Region pointing data
___
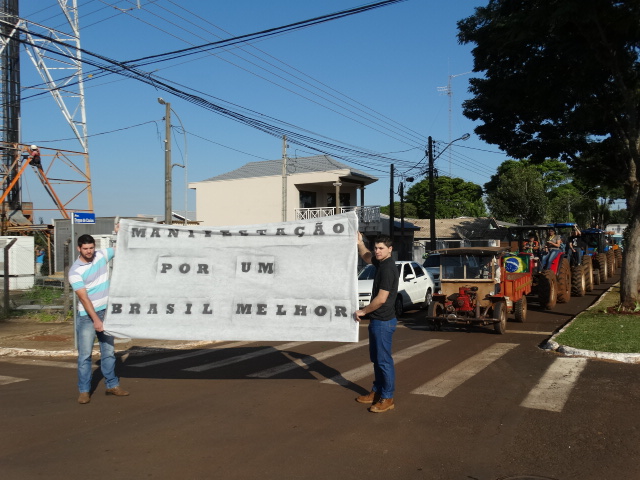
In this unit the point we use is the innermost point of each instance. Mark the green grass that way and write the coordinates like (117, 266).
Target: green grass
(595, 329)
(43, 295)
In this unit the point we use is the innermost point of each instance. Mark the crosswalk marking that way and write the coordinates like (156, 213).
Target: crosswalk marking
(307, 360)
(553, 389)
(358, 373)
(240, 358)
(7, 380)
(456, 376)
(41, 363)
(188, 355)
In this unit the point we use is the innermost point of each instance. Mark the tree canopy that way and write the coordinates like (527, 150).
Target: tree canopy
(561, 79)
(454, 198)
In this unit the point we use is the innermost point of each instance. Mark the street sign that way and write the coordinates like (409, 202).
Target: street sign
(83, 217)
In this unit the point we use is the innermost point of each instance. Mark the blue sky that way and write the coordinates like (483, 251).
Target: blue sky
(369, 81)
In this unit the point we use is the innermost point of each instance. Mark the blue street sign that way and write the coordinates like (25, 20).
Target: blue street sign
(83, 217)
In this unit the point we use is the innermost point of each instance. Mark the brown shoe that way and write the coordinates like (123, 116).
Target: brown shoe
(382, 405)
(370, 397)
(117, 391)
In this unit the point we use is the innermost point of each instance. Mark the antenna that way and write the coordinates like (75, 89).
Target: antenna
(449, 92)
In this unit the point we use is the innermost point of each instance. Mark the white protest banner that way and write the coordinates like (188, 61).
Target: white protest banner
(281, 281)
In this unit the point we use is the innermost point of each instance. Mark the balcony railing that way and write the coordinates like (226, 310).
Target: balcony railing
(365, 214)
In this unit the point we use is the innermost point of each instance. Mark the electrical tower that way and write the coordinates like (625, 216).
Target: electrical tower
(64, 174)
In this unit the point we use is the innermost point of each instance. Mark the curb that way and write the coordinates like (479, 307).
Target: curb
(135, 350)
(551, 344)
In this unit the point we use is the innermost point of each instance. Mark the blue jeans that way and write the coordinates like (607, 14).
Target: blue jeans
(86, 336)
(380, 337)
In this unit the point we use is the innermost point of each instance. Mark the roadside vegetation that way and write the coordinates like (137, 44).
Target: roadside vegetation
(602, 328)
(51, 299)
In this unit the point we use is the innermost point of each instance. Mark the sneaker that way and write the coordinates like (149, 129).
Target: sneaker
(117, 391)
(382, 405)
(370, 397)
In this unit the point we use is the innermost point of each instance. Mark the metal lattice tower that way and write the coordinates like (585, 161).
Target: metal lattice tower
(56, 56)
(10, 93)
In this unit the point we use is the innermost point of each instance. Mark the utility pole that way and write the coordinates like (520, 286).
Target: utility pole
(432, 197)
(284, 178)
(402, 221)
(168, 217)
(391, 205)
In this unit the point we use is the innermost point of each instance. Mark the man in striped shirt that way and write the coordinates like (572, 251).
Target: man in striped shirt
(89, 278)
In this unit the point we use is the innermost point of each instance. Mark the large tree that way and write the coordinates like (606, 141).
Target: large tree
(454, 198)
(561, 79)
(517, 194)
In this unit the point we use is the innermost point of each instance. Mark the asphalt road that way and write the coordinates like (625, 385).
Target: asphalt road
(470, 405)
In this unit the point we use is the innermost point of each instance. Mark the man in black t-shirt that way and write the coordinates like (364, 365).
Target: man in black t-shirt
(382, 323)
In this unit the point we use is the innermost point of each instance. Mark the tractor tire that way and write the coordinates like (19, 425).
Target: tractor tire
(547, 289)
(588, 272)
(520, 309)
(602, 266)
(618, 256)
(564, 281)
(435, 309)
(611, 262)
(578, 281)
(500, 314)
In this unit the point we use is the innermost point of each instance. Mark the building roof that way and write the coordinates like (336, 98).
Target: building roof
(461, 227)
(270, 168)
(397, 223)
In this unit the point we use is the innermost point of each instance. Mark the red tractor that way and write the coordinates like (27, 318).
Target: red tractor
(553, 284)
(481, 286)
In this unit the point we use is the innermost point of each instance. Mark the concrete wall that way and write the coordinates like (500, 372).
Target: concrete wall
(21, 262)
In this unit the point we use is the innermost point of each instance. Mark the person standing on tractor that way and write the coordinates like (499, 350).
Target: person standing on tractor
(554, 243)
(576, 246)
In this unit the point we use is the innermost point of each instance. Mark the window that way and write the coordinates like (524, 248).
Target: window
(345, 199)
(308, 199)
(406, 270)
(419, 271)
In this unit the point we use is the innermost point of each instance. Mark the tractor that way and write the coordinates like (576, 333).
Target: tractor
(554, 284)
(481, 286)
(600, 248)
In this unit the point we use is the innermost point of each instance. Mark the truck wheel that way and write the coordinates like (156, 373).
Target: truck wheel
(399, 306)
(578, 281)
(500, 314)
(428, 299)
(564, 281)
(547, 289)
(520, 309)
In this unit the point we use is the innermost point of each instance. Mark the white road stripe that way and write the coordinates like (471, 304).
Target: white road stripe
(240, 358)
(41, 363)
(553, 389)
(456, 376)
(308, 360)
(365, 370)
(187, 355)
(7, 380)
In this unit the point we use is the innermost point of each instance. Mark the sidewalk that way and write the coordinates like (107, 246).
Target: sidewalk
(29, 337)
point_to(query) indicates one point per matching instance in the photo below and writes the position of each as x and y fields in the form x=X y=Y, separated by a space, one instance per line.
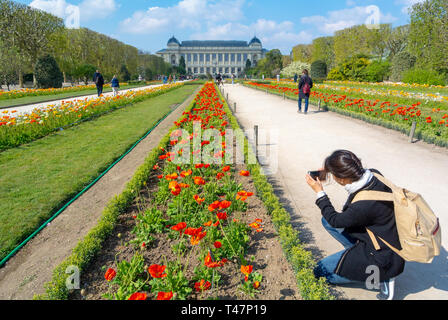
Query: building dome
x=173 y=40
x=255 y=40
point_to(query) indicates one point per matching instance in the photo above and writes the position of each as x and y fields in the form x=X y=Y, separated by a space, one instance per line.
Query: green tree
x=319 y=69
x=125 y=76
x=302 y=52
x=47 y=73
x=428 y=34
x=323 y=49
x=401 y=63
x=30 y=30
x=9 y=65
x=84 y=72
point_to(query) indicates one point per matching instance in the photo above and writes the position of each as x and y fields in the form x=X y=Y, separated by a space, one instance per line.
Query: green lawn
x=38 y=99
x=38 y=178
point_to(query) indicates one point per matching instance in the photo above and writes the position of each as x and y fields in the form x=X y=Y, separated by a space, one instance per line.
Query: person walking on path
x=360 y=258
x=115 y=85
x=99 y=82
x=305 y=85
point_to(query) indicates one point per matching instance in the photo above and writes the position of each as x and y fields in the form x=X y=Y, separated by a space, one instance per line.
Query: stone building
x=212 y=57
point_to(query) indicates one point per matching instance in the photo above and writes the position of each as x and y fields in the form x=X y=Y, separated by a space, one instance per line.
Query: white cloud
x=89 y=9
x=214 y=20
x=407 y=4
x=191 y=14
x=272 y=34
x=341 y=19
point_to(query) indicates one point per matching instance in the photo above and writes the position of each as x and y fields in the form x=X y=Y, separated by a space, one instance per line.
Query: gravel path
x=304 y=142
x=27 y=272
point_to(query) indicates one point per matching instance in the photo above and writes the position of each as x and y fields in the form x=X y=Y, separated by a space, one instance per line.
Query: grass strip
___
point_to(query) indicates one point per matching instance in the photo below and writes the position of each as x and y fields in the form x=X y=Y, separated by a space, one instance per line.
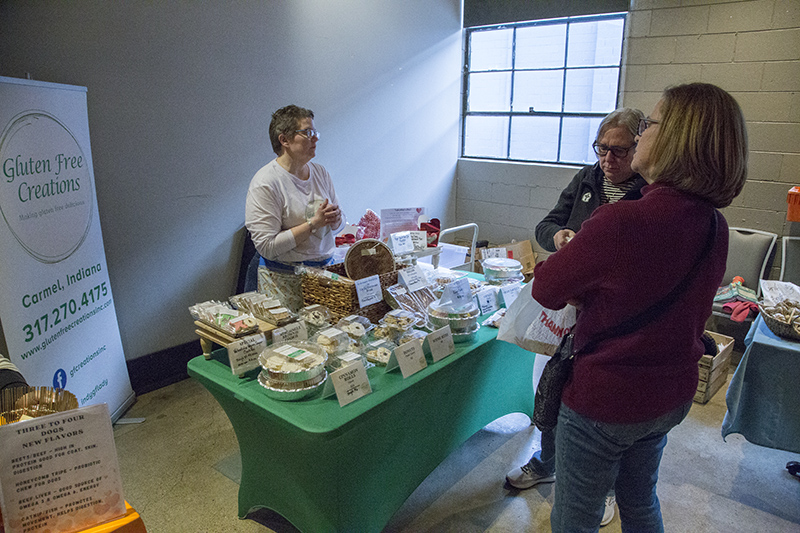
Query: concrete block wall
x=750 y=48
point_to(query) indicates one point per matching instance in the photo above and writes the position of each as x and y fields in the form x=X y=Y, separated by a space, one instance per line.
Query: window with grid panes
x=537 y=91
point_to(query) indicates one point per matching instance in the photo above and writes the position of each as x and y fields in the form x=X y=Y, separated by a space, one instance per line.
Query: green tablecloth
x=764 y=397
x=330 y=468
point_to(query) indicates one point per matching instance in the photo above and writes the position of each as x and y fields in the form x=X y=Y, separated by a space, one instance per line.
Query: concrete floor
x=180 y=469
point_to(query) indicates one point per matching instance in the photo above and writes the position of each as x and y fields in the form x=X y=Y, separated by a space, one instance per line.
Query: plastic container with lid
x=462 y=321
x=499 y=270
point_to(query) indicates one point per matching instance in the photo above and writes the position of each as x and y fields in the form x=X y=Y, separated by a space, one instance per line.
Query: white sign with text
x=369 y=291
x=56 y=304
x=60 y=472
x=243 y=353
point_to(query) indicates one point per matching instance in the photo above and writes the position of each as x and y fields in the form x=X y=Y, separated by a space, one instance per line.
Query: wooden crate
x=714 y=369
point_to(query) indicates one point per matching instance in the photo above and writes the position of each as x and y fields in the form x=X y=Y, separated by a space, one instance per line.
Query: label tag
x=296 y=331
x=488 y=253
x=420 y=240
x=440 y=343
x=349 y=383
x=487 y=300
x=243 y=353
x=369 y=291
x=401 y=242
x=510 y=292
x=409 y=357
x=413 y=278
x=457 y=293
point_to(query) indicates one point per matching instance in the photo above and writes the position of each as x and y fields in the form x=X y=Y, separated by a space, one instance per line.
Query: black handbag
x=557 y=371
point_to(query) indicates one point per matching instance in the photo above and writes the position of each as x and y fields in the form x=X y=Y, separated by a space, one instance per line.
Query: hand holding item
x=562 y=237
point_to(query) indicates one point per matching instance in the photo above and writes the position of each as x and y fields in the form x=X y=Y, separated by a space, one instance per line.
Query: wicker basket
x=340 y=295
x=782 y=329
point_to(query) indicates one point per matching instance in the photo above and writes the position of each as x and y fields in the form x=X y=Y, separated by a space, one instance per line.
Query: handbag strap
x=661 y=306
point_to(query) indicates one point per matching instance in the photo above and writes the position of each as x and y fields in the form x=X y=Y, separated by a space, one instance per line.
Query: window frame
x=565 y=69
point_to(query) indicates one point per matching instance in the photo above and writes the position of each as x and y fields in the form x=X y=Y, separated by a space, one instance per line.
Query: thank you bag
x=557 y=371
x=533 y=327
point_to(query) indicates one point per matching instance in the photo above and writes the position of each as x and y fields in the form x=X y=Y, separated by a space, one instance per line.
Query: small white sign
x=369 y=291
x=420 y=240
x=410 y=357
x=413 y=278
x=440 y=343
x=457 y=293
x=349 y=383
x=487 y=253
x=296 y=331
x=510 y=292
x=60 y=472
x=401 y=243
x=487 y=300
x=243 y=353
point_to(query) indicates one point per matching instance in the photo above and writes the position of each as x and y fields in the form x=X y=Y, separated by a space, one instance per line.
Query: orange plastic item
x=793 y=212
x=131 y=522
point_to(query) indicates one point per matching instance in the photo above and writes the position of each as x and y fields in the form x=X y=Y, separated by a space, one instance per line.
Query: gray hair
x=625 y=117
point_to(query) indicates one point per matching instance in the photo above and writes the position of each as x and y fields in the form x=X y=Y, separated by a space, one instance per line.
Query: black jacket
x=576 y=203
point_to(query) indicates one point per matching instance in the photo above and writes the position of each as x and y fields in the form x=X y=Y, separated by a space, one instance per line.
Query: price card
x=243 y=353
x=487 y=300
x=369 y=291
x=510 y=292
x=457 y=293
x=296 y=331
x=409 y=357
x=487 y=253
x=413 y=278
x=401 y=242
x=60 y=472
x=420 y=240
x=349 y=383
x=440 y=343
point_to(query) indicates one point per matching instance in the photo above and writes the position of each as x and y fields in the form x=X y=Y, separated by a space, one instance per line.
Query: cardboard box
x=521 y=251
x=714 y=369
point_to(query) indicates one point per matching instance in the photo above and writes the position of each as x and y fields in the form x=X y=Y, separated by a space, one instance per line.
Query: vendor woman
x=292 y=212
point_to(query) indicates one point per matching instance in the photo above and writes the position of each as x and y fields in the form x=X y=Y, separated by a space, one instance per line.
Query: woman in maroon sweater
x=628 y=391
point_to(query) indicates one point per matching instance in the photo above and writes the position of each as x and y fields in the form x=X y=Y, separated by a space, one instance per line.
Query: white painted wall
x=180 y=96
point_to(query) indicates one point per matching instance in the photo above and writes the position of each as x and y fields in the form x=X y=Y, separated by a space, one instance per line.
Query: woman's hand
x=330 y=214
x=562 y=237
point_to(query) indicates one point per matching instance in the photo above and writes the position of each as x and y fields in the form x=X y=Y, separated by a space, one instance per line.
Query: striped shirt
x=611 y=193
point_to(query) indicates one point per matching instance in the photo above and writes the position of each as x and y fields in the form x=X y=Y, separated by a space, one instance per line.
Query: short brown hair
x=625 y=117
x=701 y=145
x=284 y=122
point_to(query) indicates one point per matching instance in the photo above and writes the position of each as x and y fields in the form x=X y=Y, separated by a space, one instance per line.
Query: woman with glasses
___
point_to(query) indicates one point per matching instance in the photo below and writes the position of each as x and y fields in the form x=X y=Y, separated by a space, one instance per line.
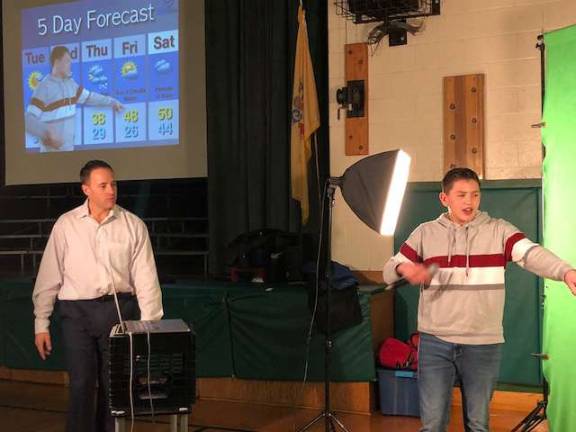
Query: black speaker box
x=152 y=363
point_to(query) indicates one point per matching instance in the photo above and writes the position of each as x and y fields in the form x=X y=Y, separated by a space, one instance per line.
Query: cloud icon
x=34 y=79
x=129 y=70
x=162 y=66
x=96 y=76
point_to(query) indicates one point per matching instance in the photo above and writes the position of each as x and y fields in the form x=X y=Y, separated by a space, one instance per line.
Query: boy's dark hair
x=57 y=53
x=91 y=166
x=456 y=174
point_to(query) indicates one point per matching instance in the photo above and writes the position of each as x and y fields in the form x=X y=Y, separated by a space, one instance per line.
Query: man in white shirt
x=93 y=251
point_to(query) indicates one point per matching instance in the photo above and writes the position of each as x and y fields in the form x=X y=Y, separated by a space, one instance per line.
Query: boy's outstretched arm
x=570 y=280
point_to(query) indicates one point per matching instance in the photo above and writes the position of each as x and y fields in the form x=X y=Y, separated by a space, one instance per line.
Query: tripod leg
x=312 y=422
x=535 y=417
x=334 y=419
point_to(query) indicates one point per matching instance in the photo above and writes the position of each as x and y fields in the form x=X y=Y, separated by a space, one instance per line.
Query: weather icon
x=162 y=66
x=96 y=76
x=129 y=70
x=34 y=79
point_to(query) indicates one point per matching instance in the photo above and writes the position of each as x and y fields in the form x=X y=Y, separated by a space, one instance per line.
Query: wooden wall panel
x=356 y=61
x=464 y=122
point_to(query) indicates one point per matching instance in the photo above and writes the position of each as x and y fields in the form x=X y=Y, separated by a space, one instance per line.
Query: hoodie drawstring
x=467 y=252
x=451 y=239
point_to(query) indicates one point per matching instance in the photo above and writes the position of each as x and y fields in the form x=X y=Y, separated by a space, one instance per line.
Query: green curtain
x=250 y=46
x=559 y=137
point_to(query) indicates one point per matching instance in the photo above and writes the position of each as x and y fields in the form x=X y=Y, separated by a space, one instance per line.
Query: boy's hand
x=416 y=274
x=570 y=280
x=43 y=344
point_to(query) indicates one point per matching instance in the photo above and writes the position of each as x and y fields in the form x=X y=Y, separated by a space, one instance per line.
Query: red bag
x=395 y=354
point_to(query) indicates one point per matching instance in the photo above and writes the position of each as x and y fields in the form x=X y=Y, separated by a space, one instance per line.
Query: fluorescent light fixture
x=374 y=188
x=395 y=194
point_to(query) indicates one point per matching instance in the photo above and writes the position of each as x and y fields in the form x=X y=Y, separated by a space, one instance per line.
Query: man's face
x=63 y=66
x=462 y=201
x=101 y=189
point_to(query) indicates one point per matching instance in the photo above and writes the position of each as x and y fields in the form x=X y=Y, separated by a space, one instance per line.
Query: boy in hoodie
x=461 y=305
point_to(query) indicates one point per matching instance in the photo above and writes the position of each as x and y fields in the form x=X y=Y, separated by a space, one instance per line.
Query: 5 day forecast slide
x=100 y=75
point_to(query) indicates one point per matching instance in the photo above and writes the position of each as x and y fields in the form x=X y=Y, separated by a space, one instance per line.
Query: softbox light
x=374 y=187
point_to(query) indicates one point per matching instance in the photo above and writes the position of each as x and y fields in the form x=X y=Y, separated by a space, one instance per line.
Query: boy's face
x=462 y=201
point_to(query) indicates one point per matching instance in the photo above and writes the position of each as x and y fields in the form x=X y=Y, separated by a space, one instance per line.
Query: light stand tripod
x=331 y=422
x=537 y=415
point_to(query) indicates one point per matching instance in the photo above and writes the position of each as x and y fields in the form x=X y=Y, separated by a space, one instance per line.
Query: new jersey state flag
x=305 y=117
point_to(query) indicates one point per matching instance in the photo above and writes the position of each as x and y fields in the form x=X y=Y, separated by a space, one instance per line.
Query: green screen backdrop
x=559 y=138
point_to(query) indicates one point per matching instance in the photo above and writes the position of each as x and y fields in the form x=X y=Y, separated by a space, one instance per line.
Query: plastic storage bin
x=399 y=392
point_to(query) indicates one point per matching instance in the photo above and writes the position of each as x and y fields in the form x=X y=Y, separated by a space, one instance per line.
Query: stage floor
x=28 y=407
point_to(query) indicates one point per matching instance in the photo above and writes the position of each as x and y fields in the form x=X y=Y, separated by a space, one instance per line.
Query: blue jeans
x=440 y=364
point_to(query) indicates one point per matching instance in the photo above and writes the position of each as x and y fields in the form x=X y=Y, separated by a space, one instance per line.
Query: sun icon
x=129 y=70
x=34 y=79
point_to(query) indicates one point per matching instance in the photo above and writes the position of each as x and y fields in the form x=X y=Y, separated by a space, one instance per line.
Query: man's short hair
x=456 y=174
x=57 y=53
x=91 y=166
___
Task directions: Your answer should consist of the lines from the line with "like (499, 350)." to the line with "like (107, 246)." above, repeated exactly, both ends included.

Exercise output:
In this unit the point we use is the innermost point of each instance. Mark the person standing on tractor that way and write the coordinates like (499, 350).
Target: person standing on tractor
(554, 243)
(576, 246)
In this unit the point we use is the innermost point of each instance. Mark the window that way and write the coordinates like (524, 248).
Target: window
(345, 199)
(308, 199)
(406, 270)
(419, 271)
In this unit the point we use is the innermost point of each instance. Mark the tractor that way and write the coordinates like (576, 333).
Target: tractor
(554, 284)
(481, 286)
(600, 248)
In this unit the point we use is the innermost point of each instance. Mark the truck wheel that way and write the coordinates like (156, 373).
Target: truck wheel
(399, 306)
(578, 281)
(500, 314)
(428, 299)
(564, 281)
(547, 289)
(520, 309)
In this unit the point we use is the innermost point of each instance. Mark the white road stripe that way and write the coordinates like (471, 304).
Target: white road stripe
(240, 358)
(41, 363)
(553, 389)
(456, 376)
(308, 360)
(365, 370)
(187, 355)
(7, 380)
In this unit the point we use is the innermost point of each instance. Mark the sidewalk that way and write the coordinates like (107, 246).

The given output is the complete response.